▶ [What is needed] Write out exactly the lines running from the one that contains "the grey backpack" through the end of the material.

▶ [Records provided]
───

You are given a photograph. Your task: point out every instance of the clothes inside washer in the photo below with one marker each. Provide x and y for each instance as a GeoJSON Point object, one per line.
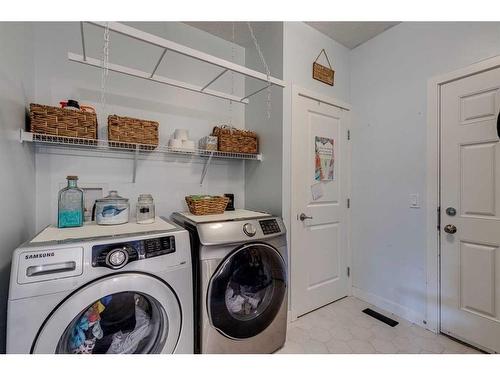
{"type": "Point", "coordinates": [248, 284]}
{"type": "Point", "coordinates": [114, 324]}
{"type": "Point", "coordinates": [127, 343]}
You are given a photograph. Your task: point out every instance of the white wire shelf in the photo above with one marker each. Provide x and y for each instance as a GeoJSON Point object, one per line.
{"type": "Point", "coordinates": [101, 145]}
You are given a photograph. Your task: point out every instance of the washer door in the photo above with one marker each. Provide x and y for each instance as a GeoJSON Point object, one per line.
{"type": "Point", "coordinates": [247, 290]}
{"type": "Point", "coordinates": [120, 314]}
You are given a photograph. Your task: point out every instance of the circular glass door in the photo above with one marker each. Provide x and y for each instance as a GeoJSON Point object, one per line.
{"type": "Point", "coordinates": [247, 290]}
{"type": "Point", "coordinates": [120, 323]}
{"type": "Point", "coordinates": [121, 314]}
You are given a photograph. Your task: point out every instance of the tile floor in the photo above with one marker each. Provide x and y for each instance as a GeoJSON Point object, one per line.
{"type": "Point", "coordinates": [342, 328]}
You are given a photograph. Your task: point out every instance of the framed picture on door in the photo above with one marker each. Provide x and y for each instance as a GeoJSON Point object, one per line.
{"type": "Point", "coordinates": [324, 159]}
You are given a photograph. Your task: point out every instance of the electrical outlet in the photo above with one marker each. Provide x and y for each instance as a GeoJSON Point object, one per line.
{"type": "Point", "coordinates": [414, 200]}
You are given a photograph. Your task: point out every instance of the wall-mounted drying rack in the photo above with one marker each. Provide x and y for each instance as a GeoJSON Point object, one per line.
{"type": "Point", "coordinates": [167, 46]}
{"type": "Point", "coordinates": [132, 149]}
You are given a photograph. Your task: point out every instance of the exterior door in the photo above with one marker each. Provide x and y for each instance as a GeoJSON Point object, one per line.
{"type": "Point", "coordinates": [320, 181]}
{"type": "Point", "coordinates": [247, 291]}
{"type": "Point", "coordinates": [121, 314]}
{"type": "Point", "coordinates": [470, 209]}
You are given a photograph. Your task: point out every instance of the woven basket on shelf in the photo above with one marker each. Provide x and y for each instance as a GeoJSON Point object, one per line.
{"type": "Point", "coordinates": [62, 122]}
{"type": "Point", "coordinates": [236, 140]}
{"type": "Point", "coordinates": [126, 130]}
{"type": "Point", "coordinates": [207, 206]}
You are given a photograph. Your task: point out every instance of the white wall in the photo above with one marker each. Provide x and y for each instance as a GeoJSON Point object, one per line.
{"type": "Point", "coordinates": [263, 181]}
{"type": "Point", "coordinates": [17, 180]}
{"type": "Point", "coordinates": [169, 182]}
{"type": "Point", "coordinates": [389, 91]}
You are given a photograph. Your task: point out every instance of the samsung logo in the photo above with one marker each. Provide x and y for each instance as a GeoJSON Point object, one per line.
{"type": "Point", "coordinates": [39, 255]}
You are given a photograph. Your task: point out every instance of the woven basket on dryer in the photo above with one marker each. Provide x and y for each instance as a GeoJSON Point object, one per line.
{"type": "Point", "coordinates": [207, 205]}
{"type": "Point", "coordinates": [236, 140]}
{"type": "Point", "coordinates": [62, 122]}
{"type": "Point", "coordinates": [128, 131]}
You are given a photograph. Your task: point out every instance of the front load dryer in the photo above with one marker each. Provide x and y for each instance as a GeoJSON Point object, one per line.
{"type": "Point", "coordinates": [240, 271]}
{"type": "Point", "coordinates": [102, 289]}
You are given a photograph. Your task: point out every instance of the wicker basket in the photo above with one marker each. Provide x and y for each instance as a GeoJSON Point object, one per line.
{"type": "Point", "coordinates": [236, 140]}
{"type": "Point", "coordinates": [62, 122]}
{"type": "Point", "coordinates": [207, 206]}
{"type": "Point", "coordinates": [125, 130]}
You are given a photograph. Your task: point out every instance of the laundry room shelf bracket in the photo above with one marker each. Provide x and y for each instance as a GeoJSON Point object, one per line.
{"type": "Point", "coordinates": [205, 169]}
{"type": "Point", "coordinates": [171, 46]}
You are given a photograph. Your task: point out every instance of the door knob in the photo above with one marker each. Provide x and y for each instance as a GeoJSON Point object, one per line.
{"type": "Point", "coordinates": [451, 229]}
{"type": "Point", "coordinates": [303, 216]}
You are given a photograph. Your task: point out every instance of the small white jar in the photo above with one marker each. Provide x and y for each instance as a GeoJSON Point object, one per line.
{"type": "Point", "coordinates": [145, 209]}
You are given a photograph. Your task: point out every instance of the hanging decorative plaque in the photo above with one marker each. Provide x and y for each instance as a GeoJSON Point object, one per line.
{"type": "Point", "coordinates": [323, 73]}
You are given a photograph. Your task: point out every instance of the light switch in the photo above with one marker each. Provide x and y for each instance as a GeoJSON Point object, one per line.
{"type": "Point", "coordinates": [414, 201]}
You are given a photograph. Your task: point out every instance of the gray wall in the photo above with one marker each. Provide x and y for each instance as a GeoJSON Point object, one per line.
{"type": "Point", "coordinates": [263, 180]}
{"type": "Point", "coordinates": [389, 77]}
{"type": "Point", "coordinates": [17, 180]}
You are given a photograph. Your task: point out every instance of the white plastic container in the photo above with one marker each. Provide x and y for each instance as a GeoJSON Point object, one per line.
{"type": "Point", "coordinates": [145, 209]}
{"type": "Point", "coordinates": [112, 210]}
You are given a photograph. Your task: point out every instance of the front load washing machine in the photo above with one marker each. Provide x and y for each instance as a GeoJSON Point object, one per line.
{"type": "Point", "coordinates": [240, 278]}
{"type": "Point", "coordinates": [102, 289]}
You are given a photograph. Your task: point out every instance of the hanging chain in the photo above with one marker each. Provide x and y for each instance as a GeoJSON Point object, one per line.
{"type": "Point", "coordinates": [105, 69]}
{"type": "Point", "coordinates": [266, 67]}
{"type": "Point", "coordinates": [232, 81]}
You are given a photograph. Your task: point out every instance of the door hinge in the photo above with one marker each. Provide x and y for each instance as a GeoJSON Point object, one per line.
{"type": "Point", "coordinates": [439, 218]}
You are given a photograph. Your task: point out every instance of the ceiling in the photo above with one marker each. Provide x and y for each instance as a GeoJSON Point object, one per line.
{"type": "Point", "coordinates": [242, 37]}
{"type": "Point", "coordinates": [351, 34]}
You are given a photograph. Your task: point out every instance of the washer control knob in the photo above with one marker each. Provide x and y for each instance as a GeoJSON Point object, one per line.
{"type": "Point", "coordinates": [249, 230]}
{"type": "Point", "coordinates": [117, 258]}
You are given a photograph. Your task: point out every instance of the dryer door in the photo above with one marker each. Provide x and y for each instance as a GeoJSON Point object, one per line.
{"type": "Point", "coordinates": [120, 314]}
{"type": "Point", "coordinates": [247, 290]}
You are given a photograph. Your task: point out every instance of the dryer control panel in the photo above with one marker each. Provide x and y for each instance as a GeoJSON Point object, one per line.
{"type": "Point", "coordinates": [269, 226]}
{"type": "Point", "coordinates": [117, 255]}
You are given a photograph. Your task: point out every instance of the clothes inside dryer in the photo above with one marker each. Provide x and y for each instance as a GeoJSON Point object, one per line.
{"type": "Point", "coordinates": [247, 291]}
{"type": "Point", "coordinates": [249, 286]}
{"type": "Point", "coordinates": [121, 323]}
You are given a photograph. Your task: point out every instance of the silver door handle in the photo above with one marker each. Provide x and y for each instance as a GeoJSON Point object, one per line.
{"type": "Point", "coordinates": [303, 216]}
{"type": "Point", "coordinates": [451, 229]}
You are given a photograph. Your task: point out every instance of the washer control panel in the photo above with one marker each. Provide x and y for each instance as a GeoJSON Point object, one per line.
{"type": "Point", "coordinates": [117, 255]}
{"type": "Point", "coordinates": [270, 226]}
{"type": "Point", "coordinates": [249, 229]}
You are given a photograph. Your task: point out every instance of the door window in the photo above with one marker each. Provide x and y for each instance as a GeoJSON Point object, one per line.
{"type": "Point", "coordinates": [247, 291]}
{"type": "Point", "coordinates": [120, 323]}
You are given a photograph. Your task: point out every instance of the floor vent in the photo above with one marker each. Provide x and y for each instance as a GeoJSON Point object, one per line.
{"type": "Point", "coordinates": [381, 317]}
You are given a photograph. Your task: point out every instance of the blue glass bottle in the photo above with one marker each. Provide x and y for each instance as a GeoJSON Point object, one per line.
{"type": "Point", "coordinates": [70, 206]}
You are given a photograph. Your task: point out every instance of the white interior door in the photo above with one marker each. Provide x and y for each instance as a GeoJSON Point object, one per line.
{"type": "Point", "coordinates": [319, 239]}
{"type": "Point", "coordinates": [470, 185]}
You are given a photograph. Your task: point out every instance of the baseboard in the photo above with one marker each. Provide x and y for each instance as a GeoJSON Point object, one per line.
{"type": "Point", "coordinates": [390, 306]}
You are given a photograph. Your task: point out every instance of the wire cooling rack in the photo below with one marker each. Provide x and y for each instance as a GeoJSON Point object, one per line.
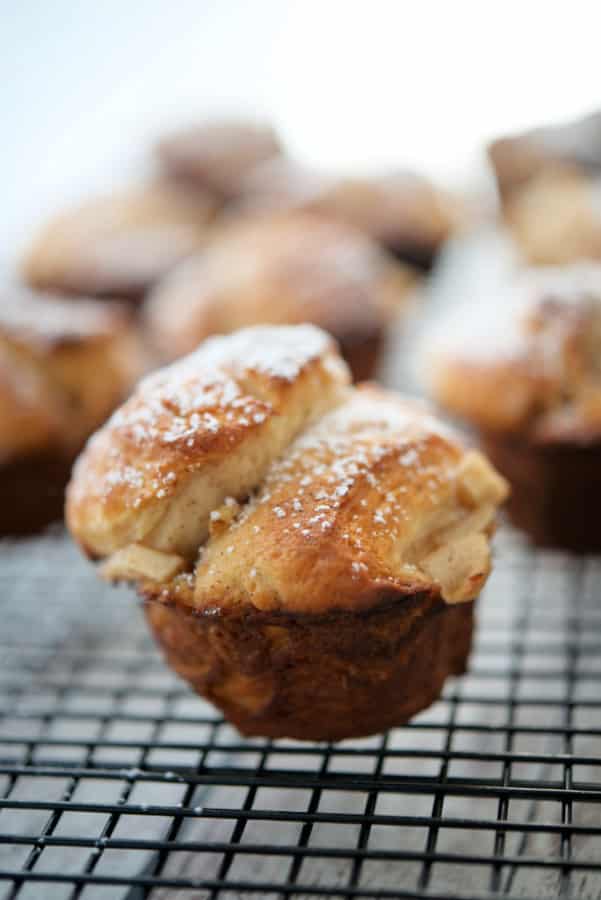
{"type": "Point", "coordinates": [117, 782]}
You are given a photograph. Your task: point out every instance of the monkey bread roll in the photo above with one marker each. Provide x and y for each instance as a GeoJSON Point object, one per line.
{"type": "Point", "coordinates": [533, 392]}
{"type": "Point", "coordinates": [64, 367]}
{"type": "Point", "coordinates": [519, 158]}
{"type": "Point", "coordinates": [403, 211]}
{"type": "Point", "coordinates": [283, 270]}
{"type": "Point", "coordinates": [118, 245]}
{"type": "Point", "coordinates": [308, 552]}
{"type": "Point", "coordinates": [216, 154]}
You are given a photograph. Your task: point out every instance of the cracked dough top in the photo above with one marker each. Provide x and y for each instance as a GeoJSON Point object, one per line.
{"type": "Point", "coordinates": [336, 498]}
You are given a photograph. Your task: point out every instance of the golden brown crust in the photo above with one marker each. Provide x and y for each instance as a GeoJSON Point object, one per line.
{"type": "Point", "coordinates": [326, 677]}
{"type": "Point", "coordinates": [63, 368]}
{"type": "Point", "coordinates": [217, 154]}
{"type": "Point", "coordinates": [373, 494]}
{"type": "Point", "coordinates": [205, 428]}
{"type": "Point", "coordinates": [542, 379]}
{"type": "Point", "coordinates": [119, 245]}
{"type": "Point", "coordinates": [376, 497]}
{"type": "Point", "coordinates": [281, 270]}
{"type": "Point", "coordinates": [334, 600]}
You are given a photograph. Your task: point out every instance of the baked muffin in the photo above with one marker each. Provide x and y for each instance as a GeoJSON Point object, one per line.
{"type": "Point", "coordinates": [533, 390]}
{"type": "Point", "coordinates": [217, 154]}
{"type": "Point", "coordinates": [519, 158]}
{"type": "Point", "coordinates": [118, 245]}
{"type": "Point", "coordinates": [63, 369]}
{"type": "Point", "coordinates": [308, 552]}
{"type": "Point", "coordinates": [556, 218]}
{"type": "Point", "coordinates": [283, 270]}
{"type": "Point", "coordinates": [402, 211]}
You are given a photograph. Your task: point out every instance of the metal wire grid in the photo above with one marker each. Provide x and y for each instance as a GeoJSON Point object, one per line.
{"type": "Point", "coordinates": [116, 782]}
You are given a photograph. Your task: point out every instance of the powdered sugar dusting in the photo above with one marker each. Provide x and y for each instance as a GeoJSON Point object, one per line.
{"type": "Point", "coordinates": [363, 454]}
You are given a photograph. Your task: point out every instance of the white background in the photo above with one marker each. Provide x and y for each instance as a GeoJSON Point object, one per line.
{"type": "Point", "coordinates": [85, 86]}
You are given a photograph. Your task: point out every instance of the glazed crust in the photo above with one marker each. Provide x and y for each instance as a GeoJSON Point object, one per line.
{"type": "Point", "coordinates": [198, 431]}
{"type": "Point", "coordinates": [119, 245]}
{"type": "Point", "coordinates": [218, 154]}
{"type": "Point", "coordinates": [282, 270]}
{"type": "Point", "coordinates": [321, 678]}
{"type": "Point", "coordinates": [325, 590]}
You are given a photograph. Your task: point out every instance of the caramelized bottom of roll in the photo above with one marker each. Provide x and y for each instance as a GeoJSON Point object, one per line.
{"type": "Point", "coordinates": [320, 678]}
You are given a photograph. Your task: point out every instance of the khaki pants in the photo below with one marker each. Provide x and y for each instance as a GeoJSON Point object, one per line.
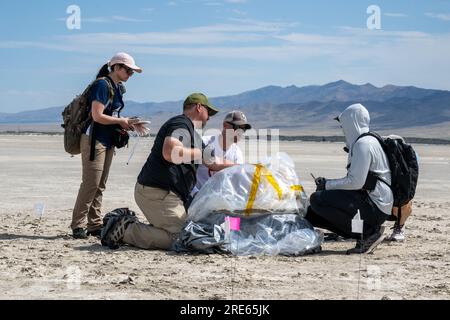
{"type": "Point", "coordinates": [94, 177]}
{"type": "Point", "coordinates": [406, 212]}
{"type": "Point", "coordinates": [165, 213]}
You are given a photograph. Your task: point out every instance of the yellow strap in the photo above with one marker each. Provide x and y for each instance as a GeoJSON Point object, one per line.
{"type": "Point", "coordinates": [254, 189]}
{"type": "Point", "coordinates": [297, 187]}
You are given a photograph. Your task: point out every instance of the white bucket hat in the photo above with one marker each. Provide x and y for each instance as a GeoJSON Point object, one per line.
{"type": "Point", "coordinates": [125, 59]}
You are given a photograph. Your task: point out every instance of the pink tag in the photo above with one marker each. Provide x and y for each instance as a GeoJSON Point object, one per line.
{"type": "Point", "coordinates": [235, 223]}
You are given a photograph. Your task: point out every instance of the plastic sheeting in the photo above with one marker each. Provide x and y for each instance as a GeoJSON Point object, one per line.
{"type": "Point", "coordinates": [265, 203]}
{"type": "Point", "coordinates": [273, 186]}
{"type": "Point", "coordinates": [284, 234]}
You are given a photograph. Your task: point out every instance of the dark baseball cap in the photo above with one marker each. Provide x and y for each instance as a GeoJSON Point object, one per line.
{"type": "Point", "coordinates": [203, 100]}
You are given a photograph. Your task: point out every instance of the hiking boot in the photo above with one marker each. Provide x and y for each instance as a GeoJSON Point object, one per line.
{"type": "Point", "coordinates": [368, 246]}
{"type": "Point", "coordinates": [95, 233]}
{"type": "Point", "coordinates": [397, 235]}
{"type": "Point", "coordinates": [79, 233]}
{"type": "Point", "coordinates": [112, 234]}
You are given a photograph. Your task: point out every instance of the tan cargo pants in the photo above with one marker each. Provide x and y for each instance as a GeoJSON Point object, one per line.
{"type": "Point", "coordinates": [165, 213]}
{"type": "Point", "coordinates": [94, 176]}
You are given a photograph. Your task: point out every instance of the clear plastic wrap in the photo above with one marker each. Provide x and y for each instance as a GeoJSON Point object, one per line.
{"type": "Point", "coordinates": [270, 235]}
{"type": "Point", "coordinates": [246, 190]}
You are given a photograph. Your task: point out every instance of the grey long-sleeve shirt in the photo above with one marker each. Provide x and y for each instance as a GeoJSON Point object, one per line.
{"type": "Point", "coordinates": [365, 155]}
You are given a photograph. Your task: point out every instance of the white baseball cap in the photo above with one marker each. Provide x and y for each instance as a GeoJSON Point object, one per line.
{"type": "Point", "coordinates": [126, 59]}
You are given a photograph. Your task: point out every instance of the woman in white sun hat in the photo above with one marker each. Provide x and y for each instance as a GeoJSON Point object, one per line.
{"type": "Point", "coordinates": [105, 103]}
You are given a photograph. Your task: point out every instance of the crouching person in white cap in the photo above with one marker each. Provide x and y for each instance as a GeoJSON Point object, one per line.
{"type": "Point", "coordinates": [224, 146]}
{"type": "Point", "coordinates": [337, 201]}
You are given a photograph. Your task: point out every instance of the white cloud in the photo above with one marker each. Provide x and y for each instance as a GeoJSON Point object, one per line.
{"type": "Point", "coordinates": [213, 4]}
{"type": "Point", "coordinates": [148, 10]}
{"type": "Point", "coordinates": [440, 16]}
{"type": "Point", "coordinates": [239, 12]}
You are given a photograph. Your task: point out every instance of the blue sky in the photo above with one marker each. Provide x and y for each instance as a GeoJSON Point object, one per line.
{"type": "Point", "coordinates": [219, 47]}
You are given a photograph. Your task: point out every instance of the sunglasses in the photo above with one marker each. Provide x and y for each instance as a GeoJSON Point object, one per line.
{"type": "Point", "coordinates": [236, 127]}
{"type": "Point", "coordinates": [129, 71]}
{"type": "Point", "coordinates": [210, 112]}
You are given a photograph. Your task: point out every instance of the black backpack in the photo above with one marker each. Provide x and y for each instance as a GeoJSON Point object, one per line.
{"type": "Point", "coordinates": [403, 165]}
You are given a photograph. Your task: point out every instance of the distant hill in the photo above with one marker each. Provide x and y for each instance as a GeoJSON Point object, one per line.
{"type": "Point", "coordinates": [309, 107]}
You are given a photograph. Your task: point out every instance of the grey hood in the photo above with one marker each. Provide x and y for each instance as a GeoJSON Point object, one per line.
{"type": "Point", "coordinates": [355, 121]}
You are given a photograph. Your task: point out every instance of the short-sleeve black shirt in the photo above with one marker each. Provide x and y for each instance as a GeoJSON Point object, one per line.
{"type": "Point", "coordinates": [159, 173]}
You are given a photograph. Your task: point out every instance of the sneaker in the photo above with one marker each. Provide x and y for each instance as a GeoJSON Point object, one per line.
{"type": "Point", "coordinates": [113, 232]}
{"type": "Point", "coordinates": [397, 235]}
{"type": "Point", "coordinates": [368, 246]}
{"type": "Point", "coordinates": [95, 233]}
{"type": "Point", "coordinates": [79, 233]}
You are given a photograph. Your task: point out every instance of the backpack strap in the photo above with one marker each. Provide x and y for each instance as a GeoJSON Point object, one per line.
{"type": "Point", "coordinates": [111, 98]}
{"type": "Point", "coordinates": [383, 146]}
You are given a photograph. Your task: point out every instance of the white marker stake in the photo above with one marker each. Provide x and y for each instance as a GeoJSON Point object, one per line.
{"type": "Point", "coordinates": [39, 209]}
{"type": "Point", "coordinates": [357, 223]}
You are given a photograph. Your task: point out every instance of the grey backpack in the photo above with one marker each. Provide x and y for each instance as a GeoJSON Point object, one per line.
{"type": "Point", "coordinates": [76, 116]}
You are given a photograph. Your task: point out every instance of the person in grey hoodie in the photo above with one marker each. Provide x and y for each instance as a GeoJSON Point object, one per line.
{"type": "Point", "coordinates": [337, 201]}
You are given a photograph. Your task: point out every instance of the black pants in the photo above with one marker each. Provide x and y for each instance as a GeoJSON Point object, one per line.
{"type": "Point", "coordinates": [334, 210]}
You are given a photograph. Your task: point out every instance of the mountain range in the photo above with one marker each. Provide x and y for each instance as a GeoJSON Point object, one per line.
{"type": "Point", "coordinates": [292, 107]}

───

▶ [Written solution]
You are given a photograph. Your task: point out every instance of the grey backpack in the photo above with one marker each. Provide x and y for each instance as a GeoJSON Point object, one per line.
{"type": "Point", "coordinates": [76, 116]}
You are given a photograph. Your task: point out every instance of the person in grey hoodie in the photo above with one marker each. Provide x and y for each instance as a GeoJSON Point object, one per line.
{"type": "Point", "coordinates": [337, 201]}
You are given a photograph. Your task: point out every instance of the black pants in the photo above with one marker each. Provide x and y for each instance as a GeoJSON Point object, one per line.
{"type": "Point", "coordinates": [334, 210]}
You are given a photograph. Your task: point out every instance of the mountain range in the photo above with one marker each. Provide x and y for each instance as a GeoJSON Point object, one per line.
{"type": "Point", "coordinates": [292, 107]}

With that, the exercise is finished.